Quoted passage:
***

# Microchipping and sharpening



## andoniminev (Mar 3, 2012)

I bought a Shigefusa for 2 months ago. I use the knife every day and it is still as sharp as OTB. I have touched it few times with a polish jnat and it is extremely sharp. I found out today that it has got 3-4 very small microchips but still working as new. My question is if I should resharpen or let it be. It really does not bother me. My concern however is that if I do not sharpen it may be the chips will become bigger, or I am wrong. I just do not want the chips to be bigger. I am planning to use King 6000 and then Jnat for polish. What is your oppinion guys?


----------



## Peco (Mar 3, 2012)

I always put a new edge on my new knifes. Just sharpen it and you have no problem!


----------



## tk59 (Mar 3, 2012)

I'd keep track of the chips. If they get bigger or you get some corrosion, then grind them out. If you are getting chips, you might want to put a microbevel on one side of the edge.


----------



## maxim (Mar 3, 2012)

Yes i actually put microbevel on all my Shigs so i will recommend it too 
Just use your 6k then Jnat to make small microbevel then your chips will go away and you get stronger edge


----------



## andoniminev (Mar 3, 2012)

Thanx for reply. I know that Maxim does put new micro bevels on his Shigefusas and that they come with too thin edges and I was planning to put a micro bevel as well later on. Well it will be sooner than I thought :doublethumbsup:


----------



## Eamon Burke (Mar 3, 2012)

***

Written problem a: List every line of the records that contains the string "jersey", matching case exactly.

Excerpted data:
***

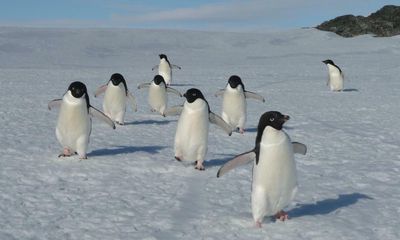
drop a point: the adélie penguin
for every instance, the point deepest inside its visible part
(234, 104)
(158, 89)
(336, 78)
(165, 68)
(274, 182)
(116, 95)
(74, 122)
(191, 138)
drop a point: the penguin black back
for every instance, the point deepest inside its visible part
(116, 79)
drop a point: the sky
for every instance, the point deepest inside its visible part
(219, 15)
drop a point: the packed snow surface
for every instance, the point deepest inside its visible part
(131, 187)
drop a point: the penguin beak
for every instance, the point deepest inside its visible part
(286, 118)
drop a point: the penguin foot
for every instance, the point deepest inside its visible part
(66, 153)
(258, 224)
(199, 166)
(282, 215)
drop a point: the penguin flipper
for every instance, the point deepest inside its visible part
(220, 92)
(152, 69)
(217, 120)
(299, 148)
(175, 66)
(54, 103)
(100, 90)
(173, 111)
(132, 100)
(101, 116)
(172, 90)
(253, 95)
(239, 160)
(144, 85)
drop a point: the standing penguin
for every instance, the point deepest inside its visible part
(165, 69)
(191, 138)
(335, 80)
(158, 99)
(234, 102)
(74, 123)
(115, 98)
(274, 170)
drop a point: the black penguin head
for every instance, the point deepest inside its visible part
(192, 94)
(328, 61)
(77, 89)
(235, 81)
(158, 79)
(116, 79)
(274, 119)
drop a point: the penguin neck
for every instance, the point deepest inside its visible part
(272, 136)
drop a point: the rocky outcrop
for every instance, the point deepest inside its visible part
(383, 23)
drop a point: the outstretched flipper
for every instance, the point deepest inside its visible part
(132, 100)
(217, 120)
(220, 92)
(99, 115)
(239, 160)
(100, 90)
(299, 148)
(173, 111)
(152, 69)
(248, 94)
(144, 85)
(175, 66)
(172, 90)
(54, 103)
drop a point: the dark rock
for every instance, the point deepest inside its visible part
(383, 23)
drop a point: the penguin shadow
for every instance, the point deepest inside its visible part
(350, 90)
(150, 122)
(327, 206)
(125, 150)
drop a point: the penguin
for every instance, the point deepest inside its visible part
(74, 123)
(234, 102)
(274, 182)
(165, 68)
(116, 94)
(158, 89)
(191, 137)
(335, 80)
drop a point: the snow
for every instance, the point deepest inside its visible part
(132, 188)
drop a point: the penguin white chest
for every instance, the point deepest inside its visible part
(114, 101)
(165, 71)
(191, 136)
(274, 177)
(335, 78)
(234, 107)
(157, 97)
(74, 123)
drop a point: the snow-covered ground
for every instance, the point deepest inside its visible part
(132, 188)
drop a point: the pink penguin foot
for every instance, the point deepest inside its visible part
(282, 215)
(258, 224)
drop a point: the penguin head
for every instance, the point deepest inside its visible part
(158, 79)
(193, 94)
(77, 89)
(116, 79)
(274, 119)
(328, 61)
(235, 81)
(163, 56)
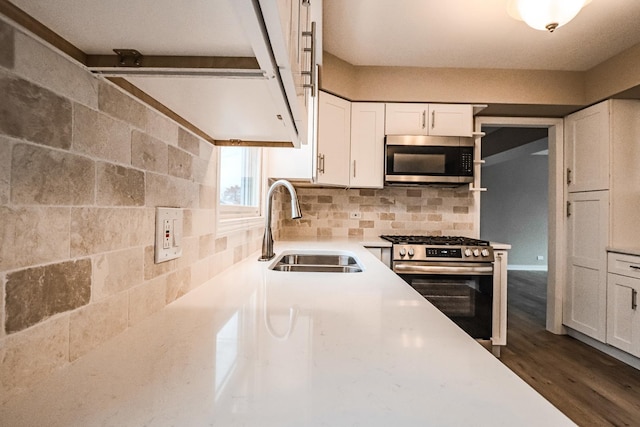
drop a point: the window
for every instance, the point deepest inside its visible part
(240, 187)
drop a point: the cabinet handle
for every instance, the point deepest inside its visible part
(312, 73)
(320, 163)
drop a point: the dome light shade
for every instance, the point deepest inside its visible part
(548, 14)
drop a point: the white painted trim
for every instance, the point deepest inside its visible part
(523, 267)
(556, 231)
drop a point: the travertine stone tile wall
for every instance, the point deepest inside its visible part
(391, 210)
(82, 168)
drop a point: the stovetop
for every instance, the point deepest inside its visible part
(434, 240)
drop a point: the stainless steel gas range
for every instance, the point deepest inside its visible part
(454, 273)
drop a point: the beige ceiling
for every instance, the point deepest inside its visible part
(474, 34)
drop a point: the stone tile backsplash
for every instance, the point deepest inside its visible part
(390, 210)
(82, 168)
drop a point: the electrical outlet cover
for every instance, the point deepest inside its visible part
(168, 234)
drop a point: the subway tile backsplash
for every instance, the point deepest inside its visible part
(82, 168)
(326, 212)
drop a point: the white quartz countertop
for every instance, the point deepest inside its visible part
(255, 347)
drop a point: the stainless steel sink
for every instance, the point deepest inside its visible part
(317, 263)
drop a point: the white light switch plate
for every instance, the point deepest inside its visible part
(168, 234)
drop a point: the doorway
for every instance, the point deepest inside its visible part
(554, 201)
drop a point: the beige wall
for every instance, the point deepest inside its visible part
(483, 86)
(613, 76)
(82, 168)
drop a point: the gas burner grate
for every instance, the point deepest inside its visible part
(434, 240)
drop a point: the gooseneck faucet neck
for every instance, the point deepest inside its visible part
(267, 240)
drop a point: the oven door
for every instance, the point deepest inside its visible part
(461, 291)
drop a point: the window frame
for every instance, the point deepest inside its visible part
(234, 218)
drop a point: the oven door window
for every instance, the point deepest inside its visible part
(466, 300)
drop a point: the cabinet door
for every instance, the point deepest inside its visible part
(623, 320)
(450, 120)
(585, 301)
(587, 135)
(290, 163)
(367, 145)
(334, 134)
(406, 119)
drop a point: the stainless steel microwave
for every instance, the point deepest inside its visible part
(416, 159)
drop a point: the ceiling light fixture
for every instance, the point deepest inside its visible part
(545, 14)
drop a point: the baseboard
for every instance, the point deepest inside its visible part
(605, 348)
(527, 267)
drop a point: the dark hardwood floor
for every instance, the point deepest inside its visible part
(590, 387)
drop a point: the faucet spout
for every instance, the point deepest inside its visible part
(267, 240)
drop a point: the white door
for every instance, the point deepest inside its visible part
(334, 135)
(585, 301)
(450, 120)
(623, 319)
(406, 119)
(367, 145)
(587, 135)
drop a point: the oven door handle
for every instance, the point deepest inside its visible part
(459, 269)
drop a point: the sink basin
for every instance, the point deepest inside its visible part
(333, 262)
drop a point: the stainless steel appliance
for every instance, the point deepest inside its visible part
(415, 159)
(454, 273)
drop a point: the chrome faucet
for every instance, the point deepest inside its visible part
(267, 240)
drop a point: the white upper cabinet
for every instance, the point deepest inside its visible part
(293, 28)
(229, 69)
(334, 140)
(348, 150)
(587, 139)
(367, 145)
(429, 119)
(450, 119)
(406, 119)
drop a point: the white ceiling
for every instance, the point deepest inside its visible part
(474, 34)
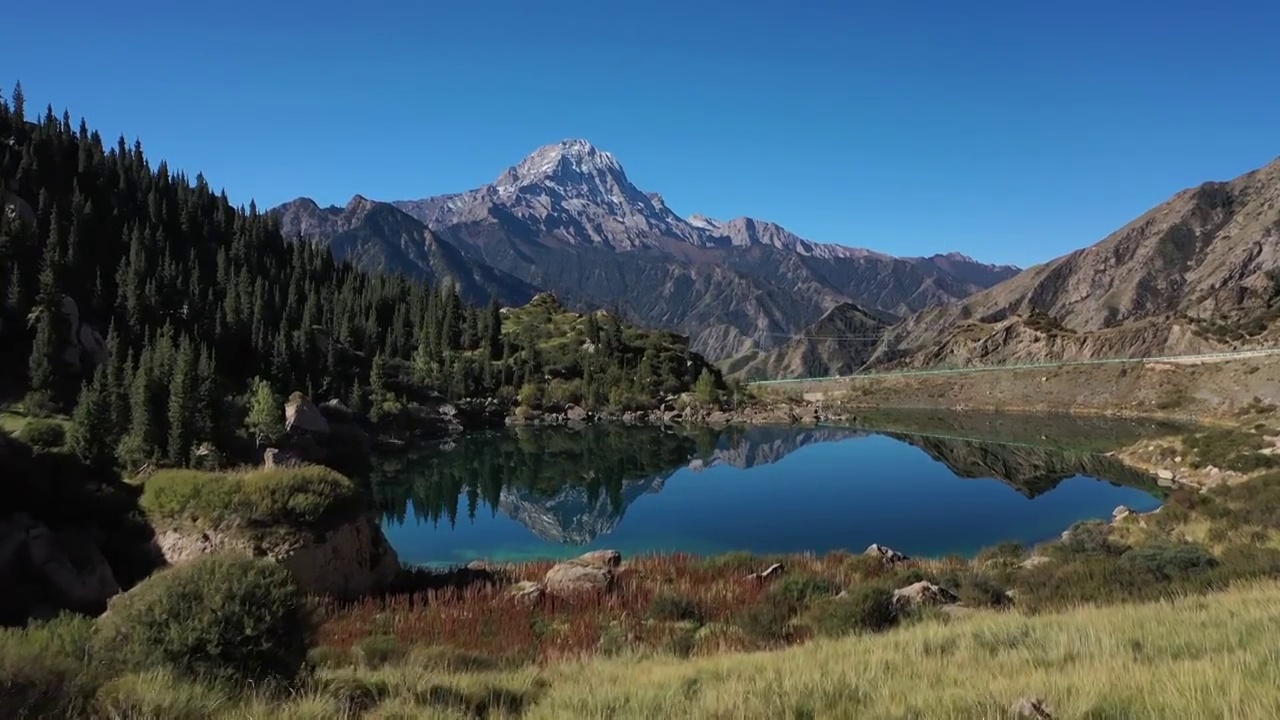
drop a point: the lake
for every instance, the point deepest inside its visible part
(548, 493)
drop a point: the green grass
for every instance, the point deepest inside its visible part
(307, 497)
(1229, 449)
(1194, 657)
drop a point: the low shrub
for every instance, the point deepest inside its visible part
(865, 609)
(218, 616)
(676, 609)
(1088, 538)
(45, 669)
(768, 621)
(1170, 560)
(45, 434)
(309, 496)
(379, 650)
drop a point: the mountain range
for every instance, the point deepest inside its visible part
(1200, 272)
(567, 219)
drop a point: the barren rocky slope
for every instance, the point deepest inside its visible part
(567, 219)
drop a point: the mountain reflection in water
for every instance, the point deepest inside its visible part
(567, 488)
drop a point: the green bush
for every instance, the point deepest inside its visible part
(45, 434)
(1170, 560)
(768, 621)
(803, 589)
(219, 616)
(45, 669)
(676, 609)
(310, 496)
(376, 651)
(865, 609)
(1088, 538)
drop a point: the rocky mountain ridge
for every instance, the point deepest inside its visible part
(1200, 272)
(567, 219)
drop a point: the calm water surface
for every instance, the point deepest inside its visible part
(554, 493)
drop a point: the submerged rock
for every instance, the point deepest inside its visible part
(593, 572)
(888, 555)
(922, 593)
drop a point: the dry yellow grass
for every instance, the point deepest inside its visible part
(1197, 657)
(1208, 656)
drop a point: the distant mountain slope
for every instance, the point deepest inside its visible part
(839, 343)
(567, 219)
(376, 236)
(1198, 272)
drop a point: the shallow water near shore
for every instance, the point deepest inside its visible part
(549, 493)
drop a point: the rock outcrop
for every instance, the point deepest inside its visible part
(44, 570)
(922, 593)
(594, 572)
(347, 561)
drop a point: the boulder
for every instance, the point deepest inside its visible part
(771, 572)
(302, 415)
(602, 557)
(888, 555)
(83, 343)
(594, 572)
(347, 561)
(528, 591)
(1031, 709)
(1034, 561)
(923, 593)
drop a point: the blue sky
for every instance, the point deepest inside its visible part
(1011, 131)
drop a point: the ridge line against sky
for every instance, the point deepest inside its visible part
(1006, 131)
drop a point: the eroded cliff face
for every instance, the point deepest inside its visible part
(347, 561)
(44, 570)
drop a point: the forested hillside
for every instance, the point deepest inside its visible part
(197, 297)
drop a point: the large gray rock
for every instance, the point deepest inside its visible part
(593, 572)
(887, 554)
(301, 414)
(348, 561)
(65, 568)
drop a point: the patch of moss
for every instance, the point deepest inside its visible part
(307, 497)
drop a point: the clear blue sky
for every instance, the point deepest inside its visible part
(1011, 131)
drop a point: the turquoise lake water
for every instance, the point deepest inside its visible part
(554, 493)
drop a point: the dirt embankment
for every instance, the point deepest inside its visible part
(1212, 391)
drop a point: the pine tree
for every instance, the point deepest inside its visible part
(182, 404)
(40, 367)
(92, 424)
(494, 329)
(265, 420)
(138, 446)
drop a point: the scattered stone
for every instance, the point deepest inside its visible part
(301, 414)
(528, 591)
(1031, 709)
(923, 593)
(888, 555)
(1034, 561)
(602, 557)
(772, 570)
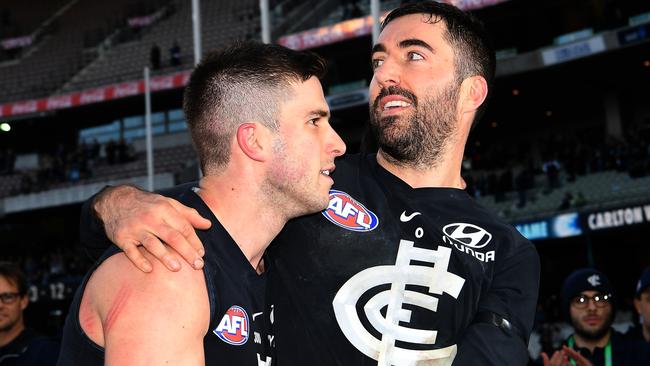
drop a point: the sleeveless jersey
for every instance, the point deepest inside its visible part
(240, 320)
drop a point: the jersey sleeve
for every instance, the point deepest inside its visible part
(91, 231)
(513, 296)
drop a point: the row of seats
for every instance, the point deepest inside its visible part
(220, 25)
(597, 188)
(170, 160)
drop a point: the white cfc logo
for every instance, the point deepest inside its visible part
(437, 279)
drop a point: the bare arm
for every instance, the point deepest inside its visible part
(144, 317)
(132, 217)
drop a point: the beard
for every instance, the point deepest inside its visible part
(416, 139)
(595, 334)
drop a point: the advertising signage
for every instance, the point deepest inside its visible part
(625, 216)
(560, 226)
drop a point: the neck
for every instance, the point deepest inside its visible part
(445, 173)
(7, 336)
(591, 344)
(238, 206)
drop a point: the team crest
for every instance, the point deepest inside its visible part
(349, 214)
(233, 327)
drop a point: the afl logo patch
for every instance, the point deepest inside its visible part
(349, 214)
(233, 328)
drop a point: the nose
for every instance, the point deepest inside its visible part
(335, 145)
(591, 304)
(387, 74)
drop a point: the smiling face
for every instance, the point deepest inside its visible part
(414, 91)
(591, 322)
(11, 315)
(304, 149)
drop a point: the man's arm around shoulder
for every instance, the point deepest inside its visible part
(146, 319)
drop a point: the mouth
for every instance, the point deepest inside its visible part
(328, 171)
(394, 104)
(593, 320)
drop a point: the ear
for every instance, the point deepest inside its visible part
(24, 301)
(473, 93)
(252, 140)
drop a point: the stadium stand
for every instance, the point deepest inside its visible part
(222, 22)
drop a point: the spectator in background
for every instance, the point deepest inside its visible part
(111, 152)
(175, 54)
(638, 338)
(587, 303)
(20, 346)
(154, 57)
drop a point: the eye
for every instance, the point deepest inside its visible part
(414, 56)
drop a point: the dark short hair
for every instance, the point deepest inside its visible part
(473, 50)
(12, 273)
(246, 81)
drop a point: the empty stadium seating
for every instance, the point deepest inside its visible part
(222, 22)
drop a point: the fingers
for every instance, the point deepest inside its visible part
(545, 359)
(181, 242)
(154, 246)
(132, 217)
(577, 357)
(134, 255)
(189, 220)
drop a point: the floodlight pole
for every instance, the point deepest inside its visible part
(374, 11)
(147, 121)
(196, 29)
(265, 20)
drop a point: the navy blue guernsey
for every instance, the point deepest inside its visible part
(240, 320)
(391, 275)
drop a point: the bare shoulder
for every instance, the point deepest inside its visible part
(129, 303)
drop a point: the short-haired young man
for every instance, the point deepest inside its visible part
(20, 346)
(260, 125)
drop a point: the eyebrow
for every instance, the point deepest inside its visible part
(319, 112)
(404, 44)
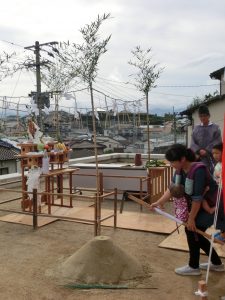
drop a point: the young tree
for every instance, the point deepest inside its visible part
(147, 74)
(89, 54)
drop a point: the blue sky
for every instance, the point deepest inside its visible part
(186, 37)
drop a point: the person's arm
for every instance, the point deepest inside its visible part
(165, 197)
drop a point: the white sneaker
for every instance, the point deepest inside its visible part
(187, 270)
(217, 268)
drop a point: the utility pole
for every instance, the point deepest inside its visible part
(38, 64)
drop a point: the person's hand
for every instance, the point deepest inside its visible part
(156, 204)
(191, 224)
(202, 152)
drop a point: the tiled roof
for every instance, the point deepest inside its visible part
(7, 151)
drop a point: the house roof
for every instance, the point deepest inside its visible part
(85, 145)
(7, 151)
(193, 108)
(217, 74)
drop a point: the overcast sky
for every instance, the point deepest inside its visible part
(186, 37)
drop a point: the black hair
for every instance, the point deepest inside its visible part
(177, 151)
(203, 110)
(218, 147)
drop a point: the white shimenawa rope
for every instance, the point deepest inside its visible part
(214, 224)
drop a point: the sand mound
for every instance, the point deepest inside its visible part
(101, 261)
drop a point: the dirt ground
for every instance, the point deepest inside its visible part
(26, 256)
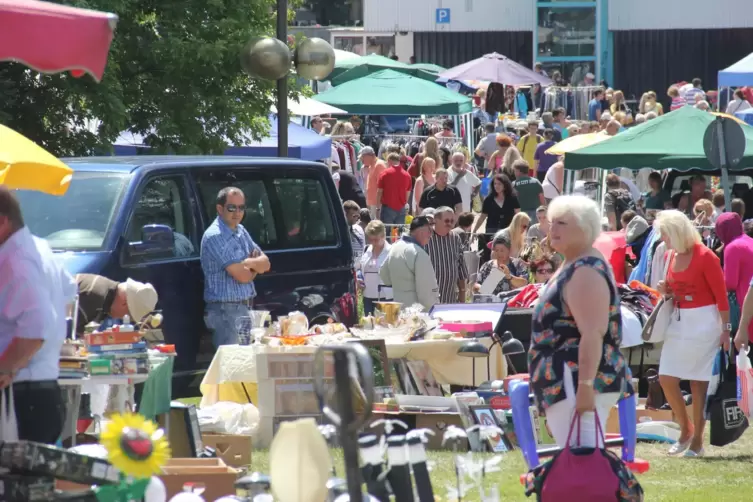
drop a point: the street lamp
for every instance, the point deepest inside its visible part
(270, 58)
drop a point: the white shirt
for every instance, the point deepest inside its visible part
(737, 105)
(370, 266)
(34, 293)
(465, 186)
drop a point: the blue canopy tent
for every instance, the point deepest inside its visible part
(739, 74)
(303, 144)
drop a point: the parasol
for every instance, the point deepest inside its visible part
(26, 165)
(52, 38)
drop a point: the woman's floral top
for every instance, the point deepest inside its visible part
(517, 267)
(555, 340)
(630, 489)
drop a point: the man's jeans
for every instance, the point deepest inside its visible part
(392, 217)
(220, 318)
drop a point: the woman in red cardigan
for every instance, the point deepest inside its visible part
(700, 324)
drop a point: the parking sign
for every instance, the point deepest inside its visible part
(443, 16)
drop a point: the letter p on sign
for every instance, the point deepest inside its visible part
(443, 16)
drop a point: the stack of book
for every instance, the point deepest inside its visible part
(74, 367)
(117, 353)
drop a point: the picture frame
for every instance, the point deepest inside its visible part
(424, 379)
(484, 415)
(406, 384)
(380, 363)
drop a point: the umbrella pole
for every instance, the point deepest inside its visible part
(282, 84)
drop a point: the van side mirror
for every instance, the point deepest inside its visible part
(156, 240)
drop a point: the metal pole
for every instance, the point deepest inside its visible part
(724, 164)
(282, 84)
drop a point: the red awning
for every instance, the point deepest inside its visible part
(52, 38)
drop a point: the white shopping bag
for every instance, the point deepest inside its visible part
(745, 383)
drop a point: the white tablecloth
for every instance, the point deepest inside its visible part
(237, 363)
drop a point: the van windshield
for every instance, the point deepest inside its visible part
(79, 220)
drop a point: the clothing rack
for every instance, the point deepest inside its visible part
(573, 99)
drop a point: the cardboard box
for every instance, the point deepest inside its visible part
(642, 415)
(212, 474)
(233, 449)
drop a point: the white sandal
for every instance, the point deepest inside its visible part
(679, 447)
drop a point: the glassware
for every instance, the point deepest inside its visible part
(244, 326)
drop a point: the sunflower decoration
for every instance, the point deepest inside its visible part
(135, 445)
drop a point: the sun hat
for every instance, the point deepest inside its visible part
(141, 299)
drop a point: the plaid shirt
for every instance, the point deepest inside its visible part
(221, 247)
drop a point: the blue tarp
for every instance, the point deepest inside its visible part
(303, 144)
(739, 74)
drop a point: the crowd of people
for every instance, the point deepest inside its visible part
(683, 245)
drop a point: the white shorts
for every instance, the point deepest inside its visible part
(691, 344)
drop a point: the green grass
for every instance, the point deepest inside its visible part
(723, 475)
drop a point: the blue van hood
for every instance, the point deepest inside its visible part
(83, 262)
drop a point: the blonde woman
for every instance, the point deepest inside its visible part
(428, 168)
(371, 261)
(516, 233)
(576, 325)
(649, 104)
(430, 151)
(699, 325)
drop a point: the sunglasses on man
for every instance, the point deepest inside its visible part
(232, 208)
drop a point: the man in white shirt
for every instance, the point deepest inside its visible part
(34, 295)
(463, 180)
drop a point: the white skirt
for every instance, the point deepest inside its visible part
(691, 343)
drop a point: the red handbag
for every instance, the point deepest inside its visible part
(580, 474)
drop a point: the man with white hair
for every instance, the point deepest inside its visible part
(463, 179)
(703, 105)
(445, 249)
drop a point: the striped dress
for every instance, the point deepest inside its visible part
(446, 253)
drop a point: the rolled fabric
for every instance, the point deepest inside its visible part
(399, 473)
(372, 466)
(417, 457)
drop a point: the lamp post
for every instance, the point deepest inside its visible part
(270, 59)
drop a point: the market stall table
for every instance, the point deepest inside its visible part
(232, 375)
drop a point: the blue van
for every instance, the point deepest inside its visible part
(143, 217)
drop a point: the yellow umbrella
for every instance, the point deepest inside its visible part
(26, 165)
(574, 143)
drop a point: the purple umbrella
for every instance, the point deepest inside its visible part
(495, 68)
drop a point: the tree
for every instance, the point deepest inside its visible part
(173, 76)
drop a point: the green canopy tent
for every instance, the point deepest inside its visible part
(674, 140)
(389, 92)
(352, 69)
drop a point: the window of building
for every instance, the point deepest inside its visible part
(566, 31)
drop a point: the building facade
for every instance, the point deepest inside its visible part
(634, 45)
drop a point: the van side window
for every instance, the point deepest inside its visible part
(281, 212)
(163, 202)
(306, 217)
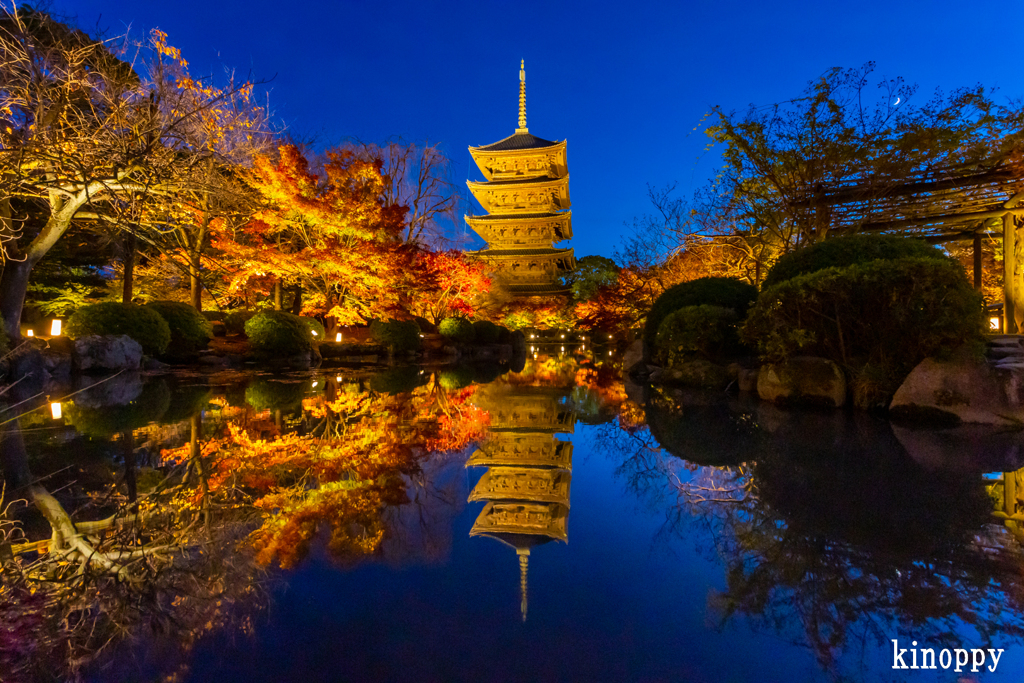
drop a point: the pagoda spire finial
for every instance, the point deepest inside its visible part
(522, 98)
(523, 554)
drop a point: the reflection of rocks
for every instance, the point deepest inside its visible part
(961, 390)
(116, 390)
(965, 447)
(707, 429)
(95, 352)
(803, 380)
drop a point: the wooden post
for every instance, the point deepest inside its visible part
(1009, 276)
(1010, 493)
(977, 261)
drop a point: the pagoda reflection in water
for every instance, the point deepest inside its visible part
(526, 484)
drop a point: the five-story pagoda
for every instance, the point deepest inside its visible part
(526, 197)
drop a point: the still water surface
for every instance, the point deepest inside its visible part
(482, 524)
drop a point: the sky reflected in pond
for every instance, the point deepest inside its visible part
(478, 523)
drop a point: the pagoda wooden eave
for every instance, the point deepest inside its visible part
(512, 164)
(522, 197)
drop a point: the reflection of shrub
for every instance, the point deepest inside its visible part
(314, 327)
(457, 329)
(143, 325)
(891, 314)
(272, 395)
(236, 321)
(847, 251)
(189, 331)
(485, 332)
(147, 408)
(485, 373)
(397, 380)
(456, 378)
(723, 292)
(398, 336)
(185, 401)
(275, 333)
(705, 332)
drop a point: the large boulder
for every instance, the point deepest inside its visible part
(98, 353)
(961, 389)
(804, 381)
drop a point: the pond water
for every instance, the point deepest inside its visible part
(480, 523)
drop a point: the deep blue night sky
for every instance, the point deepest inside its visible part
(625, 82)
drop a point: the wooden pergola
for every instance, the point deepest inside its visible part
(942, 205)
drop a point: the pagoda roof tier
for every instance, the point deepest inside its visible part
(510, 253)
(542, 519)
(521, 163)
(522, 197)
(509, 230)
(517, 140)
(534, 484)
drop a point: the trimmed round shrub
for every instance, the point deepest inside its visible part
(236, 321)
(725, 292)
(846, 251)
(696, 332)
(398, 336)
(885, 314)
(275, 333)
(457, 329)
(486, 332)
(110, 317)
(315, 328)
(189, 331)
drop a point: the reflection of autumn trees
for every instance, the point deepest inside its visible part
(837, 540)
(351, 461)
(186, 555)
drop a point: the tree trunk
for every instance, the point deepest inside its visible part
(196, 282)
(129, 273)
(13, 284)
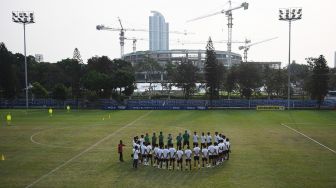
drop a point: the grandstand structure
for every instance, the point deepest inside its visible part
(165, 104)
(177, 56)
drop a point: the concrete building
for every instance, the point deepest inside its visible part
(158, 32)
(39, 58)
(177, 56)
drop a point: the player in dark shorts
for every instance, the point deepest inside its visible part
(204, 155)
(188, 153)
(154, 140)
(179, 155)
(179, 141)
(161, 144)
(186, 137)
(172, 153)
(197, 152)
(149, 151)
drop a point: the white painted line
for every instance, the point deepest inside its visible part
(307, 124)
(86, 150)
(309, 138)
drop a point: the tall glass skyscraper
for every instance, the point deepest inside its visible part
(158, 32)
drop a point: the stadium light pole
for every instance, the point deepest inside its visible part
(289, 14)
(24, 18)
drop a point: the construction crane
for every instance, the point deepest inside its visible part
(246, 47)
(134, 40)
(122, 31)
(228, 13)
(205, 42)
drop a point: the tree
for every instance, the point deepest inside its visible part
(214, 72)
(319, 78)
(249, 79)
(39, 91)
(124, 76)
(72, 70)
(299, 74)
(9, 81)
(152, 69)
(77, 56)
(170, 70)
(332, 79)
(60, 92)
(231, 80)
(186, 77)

***

Written problem b: Give back, word for word, the part of the thread on knife sharpening that begins with the words containing "# Microchipping and" and ends with "your oppinion guys?".

Expected answer a:
drop a point: the sleeveless jersey
drop a point: the jersey sleeve

Expected answer b:
# Microchipping and sharpening



## andoniminev (Mar 3, 2012)

I bought a Shigefusa for 2 months ago. I use the knife every day and it is still as sharp as OTB. I have touched it few times with a polish jnat and it is extremely sharp. I found out today that it has got 3-4 very small microchips but still working as new. My question is if I should resharpen or let it be. It really does not bother me. My concern however is that if I do not sharpen it may be the chips will become bigger, or I am wrong. I just do not want the chips to be bigger. I am planning to use King 6000 and then Jnat for polish. What is your oppinion guys?